Excerpt provided Block Start
Graduate doctorate program. Move back home. Start work Monday.
That was Ella Miller’s weekend to-do list after she received her certification in physical therapy from the Medical College of Virginia and became the ninth generation of Millers to cultivate some roots in Rappahannock County. With a Sprint cell phone and a plan to buy a house in the county, at age 25, Miller plans to stay in Rappahannock.
“I really wanted to work here in Rappahannock to become more a part of the community and meet more members of the community just because I love Rappahannock,” Miller said.
She can be found working at Mountainside Physical Therapy on U.S. 211 — a place where she used to work as a technician while earning her undergraduate degree at Virginia Tech. Miller said she got “the bug in her ear” for physical therapy during her freshman year at Virginia Tech after she tore the labrum cartilage in her shoulder playing softball.
“My surgeon was amazing but I felt like the people who really played a significant role in my rehab and my recovery were my physical therapists and my trainers,” she said.
When Miller first started her journey at Mountainside seven years ago, Anne Williams, the owner, said she immediately knew that Miller was intelligent and capable.
“The fact that she was raised in Rappahannock is like the icing on the cake because she understands the culture,” Williams said in email. “And being a ‘farm-girl/rancher’ herself, she understands the atypical type of injuries incurred when one works outside around large animals and equipment.”
Excerpt provided Block End
**What is expected**. Return the stretch of the article on Ella Miller's return to Rappahannock from "That was Ella" through "shoulder playing softball.", copied word for word. Work from the article alone, with no outside knowledge.
Provided information Block Start
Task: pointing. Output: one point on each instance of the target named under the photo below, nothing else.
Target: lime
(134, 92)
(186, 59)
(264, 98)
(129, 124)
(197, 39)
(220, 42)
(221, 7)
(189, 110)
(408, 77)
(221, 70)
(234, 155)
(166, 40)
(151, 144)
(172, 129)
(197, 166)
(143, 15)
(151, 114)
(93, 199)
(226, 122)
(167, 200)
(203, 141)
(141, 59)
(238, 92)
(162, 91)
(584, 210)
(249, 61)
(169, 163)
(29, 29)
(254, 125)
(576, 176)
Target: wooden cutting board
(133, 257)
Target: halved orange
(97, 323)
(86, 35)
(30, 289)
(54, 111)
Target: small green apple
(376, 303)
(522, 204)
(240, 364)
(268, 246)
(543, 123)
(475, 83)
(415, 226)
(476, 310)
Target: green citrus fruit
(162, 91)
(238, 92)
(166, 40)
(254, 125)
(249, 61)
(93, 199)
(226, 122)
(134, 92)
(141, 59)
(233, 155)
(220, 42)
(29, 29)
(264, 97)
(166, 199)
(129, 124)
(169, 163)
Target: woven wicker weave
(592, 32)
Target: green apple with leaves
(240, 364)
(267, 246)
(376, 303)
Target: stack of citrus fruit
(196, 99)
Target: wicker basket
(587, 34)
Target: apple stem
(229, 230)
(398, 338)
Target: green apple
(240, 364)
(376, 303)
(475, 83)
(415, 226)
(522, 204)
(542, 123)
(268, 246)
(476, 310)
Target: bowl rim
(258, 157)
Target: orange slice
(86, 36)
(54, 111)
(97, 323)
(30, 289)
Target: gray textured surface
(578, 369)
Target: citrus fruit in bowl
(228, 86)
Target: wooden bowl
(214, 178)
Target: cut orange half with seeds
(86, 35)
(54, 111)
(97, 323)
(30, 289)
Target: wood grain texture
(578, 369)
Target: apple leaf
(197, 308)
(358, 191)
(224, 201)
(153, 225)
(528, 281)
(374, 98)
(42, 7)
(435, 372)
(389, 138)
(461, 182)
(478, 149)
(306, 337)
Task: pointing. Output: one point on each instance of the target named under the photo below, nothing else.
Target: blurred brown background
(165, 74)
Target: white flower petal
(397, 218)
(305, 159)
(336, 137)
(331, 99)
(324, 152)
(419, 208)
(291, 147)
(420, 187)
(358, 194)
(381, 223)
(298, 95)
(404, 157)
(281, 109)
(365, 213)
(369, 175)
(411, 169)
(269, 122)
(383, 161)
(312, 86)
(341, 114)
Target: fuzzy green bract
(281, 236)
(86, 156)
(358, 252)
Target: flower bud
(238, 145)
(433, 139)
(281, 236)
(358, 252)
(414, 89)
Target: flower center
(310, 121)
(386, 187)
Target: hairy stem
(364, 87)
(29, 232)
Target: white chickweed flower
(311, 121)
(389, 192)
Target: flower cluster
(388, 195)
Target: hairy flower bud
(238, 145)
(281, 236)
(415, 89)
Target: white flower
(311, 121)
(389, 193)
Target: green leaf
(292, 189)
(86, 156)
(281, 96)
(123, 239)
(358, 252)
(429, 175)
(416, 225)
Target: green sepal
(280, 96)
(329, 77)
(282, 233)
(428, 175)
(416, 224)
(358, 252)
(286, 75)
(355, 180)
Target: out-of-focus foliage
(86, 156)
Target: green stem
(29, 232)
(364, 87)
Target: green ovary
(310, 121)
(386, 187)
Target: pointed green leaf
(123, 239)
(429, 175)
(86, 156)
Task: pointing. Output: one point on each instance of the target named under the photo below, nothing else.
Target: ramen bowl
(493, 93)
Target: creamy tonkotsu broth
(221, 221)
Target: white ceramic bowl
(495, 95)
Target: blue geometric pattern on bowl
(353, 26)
Provided information Block End
**Finished task**.
That was Ella Miller’s weekend to-do list after she received her certification in physical therapy from the Medical College of Virginia and became the ninth generation of Millers to cultivate some roots in Rappahannock County. With a Sprint cell phone and a plan to buy a house in the county, at age 25, Miller plans to stay in Rappahannock.
“I really wanted to work here in Rappahannock to become more a part of the community and meet more members of the community just because I love Rappahannock,” Miller said.
She can be found working at Mountainside Physical Therapy on U.S. 211 — a place where she used to work as a technician while earning her undergraduate degree at Virginia Tech. Miller said she got “the bug in her ear” for physical therapy during her freshman year at Virginia Tech after she tore the labrum cartilage in her shoulder playing softball.